**Short exercise**
Take the line that contains "A single pin marks each instance of the rock formation." as the first and the last line of the material as the final one; set down exactly the lines in that span.

**Supplied data**
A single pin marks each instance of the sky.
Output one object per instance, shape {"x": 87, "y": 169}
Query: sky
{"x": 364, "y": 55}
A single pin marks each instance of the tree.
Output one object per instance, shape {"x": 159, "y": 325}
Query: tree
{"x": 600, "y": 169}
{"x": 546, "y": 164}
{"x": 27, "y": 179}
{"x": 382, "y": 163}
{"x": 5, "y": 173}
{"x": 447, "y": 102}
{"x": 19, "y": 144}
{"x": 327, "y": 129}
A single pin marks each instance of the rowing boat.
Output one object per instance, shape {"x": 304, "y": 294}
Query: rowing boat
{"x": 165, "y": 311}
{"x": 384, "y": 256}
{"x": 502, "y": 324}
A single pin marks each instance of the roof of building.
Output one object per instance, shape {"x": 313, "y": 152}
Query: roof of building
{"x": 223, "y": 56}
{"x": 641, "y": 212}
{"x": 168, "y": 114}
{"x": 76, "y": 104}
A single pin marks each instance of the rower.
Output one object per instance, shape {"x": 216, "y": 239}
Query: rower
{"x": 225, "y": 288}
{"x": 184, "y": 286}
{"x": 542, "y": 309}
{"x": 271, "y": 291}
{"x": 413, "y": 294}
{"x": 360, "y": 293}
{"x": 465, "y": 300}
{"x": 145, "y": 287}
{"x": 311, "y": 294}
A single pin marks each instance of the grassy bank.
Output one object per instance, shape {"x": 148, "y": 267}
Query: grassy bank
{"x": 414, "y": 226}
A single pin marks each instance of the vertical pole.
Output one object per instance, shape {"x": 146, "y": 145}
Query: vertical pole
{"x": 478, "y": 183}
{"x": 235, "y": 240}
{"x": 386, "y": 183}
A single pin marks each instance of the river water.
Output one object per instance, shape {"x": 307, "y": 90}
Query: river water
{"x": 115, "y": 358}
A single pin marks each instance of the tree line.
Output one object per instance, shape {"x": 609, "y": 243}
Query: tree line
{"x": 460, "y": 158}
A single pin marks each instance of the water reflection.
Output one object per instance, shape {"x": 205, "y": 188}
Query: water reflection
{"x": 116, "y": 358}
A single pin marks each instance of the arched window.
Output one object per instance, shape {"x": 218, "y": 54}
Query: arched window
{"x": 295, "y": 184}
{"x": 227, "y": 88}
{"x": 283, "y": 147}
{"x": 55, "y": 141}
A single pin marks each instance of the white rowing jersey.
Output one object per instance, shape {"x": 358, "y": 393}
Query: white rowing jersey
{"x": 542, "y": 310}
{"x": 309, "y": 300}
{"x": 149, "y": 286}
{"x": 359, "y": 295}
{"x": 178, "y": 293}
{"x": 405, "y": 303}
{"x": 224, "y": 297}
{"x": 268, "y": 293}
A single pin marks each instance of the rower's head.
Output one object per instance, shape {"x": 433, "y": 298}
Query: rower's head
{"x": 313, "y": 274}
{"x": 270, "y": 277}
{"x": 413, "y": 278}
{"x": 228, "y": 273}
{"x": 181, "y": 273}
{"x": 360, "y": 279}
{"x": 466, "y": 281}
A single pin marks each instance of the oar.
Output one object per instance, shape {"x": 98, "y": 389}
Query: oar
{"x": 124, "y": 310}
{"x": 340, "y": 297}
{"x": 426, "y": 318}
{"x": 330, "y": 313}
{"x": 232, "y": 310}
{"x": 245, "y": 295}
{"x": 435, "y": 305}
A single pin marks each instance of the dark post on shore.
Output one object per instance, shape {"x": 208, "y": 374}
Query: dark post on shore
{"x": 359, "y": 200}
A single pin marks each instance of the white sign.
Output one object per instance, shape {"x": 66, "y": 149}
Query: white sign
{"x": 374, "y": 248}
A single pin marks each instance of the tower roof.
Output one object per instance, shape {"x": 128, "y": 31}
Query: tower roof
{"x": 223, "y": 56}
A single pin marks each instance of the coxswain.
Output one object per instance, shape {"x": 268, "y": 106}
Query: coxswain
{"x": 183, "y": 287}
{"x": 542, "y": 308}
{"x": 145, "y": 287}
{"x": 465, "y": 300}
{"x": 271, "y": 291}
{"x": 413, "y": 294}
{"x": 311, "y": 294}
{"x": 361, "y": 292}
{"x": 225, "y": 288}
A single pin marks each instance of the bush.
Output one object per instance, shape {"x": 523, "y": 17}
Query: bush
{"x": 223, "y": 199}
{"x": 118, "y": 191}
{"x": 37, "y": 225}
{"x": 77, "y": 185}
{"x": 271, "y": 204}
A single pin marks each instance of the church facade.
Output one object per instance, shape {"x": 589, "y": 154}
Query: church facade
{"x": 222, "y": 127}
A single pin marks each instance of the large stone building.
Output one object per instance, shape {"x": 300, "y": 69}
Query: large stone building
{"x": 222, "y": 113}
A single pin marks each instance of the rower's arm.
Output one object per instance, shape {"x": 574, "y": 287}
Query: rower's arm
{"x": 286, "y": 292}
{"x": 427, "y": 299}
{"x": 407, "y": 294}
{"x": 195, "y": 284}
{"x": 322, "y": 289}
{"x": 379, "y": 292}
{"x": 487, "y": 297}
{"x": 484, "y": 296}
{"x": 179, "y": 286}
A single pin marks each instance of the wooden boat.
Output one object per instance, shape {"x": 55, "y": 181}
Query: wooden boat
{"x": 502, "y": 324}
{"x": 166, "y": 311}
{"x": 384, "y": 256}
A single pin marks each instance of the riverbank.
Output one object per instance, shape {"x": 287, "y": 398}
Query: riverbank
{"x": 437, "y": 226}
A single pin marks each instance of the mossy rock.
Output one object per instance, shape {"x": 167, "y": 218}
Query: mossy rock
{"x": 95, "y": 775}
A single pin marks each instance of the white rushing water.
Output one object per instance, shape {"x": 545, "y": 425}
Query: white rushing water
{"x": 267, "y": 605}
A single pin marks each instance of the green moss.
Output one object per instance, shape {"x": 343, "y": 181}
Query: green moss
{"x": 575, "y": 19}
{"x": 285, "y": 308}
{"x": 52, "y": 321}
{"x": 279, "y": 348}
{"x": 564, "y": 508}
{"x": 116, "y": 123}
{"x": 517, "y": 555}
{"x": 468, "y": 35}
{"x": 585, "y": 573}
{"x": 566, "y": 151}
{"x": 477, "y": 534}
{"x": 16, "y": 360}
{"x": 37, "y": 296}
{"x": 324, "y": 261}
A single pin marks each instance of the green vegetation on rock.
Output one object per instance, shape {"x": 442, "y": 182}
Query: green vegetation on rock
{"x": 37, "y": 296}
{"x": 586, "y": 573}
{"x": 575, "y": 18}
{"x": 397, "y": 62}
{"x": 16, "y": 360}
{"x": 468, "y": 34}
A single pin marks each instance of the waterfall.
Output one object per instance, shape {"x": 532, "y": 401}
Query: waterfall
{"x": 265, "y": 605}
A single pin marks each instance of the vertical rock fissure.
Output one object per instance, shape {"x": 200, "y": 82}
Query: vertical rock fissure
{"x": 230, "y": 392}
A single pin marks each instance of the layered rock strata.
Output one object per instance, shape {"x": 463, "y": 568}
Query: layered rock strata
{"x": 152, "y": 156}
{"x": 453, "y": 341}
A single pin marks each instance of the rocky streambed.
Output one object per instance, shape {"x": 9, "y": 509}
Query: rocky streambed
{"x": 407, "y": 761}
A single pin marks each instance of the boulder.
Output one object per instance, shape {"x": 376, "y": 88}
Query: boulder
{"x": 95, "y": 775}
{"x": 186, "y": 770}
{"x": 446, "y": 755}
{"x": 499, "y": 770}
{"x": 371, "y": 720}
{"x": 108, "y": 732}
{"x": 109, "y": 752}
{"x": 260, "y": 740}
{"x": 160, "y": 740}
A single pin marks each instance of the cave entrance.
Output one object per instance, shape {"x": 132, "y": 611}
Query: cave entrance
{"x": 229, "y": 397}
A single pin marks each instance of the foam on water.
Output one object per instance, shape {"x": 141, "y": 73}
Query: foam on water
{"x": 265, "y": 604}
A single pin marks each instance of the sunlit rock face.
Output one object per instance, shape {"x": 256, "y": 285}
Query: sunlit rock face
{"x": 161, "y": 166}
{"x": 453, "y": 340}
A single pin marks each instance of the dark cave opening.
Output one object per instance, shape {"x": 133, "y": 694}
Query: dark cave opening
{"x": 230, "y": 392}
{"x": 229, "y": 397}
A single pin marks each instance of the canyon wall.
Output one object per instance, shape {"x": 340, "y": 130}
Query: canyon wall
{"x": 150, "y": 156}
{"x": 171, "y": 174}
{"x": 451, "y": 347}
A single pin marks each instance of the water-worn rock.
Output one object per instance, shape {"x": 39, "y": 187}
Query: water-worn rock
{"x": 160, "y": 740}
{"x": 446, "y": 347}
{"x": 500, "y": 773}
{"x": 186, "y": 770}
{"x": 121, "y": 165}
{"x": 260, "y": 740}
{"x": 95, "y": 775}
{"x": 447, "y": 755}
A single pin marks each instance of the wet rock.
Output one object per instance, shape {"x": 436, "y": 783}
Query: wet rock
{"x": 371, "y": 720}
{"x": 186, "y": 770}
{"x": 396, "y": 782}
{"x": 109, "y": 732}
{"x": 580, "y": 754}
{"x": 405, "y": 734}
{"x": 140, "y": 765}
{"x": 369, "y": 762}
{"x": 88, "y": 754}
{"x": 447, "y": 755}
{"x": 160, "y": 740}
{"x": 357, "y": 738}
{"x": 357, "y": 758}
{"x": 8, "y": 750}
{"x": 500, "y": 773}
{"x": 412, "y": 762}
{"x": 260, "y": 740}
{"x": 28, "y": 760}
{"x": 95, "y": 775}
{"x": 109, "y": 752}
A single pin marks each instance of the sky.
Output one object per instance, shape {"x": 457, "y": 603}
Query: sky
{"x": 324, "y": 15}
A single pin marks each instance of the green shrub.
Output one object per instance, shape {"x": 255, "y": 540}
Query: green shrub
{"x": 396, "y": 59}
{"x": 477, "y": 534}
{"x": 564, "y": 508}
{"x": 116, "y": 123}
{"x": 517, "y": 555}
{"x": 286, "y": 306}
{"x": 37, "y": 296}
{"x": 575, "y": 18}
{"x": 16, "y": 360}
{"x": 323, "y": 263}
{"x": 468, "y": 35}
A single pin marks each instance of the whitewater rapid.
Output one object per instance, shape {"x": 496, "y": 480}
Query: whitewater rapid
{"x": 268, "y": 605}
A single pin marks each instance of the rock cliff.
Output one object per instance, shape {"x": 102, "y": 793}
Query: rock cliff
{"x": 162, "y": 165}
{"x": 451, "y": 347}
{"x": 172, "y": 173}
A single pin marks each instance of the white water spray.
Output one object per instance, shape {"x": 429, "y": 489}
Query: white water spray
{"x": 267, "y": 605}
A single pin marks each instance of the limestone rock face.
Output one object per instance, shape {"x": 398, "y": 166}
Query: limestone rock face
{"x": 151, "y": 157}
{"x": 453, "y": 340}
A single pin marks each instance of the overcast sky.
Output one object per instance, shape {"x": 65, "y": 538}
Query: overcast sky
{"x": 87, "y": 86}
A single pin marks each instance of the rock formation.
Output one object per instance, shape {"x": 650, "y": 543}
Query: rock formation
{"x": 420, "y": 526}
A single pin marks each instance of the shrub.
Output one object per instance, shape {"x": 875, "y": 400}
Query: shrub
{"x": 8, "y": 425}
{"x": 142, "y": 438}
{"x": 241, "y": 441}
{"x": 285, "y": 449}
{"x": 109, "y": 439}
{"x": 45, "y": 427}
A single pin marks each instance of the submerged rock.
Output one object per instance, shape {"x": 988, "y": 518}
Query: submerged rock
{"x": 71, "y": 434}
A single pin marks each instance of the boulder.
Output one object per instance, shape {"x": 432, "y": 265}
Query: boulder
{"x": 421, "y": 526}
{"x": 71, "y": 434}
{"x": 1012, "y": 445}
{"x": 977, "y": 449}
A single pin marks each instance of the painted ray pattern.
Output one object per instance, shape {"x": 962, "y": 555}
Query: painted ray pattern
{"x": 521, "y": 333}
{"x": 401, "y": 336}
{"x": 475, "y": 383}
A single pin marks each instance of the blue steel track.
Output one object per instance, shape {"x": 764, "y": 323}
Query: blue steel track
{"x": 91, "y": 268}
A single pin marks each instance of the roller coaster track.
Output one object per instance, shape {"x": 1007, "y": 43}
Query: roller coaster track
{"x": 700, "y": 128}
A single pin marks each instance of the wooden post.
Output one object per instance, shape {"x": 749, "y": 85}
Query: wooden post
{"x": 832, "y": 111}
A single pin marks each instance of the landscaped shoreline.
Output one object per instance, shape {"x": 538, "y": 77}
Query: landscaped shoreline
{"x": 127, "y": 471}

**Complete output**
A single pin marks each instance of the rock formation.
Output one object per instance, shape {"x": 650, "y": 543}
Query: rock formation
{"x": 420, "y": 526}
A single pin marks each instance of the shrub.
Output one object per instance, shape {"x": 875, "y": 400}
Query: shrub
{"x": 8, "y": 425}
{"x": 142, "y": 438}
{"x": 241, "y": 441}
{"x": 285, "y": 449}
{"x": 109, "y": 439}
{"x": 45, "y": 427}
A single pin marks each instance of the submerged rock.
Output one object per instance, shape {"x": 988, "y": 518}
Query: submerged rock
{"x": 71, "y": 434}
A single pin marks each instance of the boulder.
Output one object per instance, shape {"x": 432, "y": 265}
Query: boulder
{"x": 421, "y": 526}
{"x": 71, "y": 434}
{"x": 1012, "y": 445}
{"x": 977, "y": 449}
A single pin marks each instance of the painted ray pattern.
Output one object per instance, shape {"x": 962, "y": 555}
Query: painted ray pattern
{"x": 521, "y": 333}
{"x": 401, "y": 336}
{"x": 475, "y": 383}
A single pin marks each instance of the blue steel track.
Output one object per instance, shape {"x": 764, "y": 323}
Query: blue steel track
{"x": 91, "y": 268}
A single pin marks each instance of the roller coaster track.
Output one object per instance, shape {"x": 1007, "y": 43}
Query: roller coaster track
{"x": 700, "y": 128}
A single pin marks each instance of the wooden post.
Output one object per instance, shape {"x": 749, "y": 85}
Query: wooden post
{"x": 832, "y": 111}
A single pin marks each instance of the landscaped shoreline.
Output one object per instance, shape {"x": 538, "y": 77}
Query: landscaped shoreline
{"x": 127, "y": 471}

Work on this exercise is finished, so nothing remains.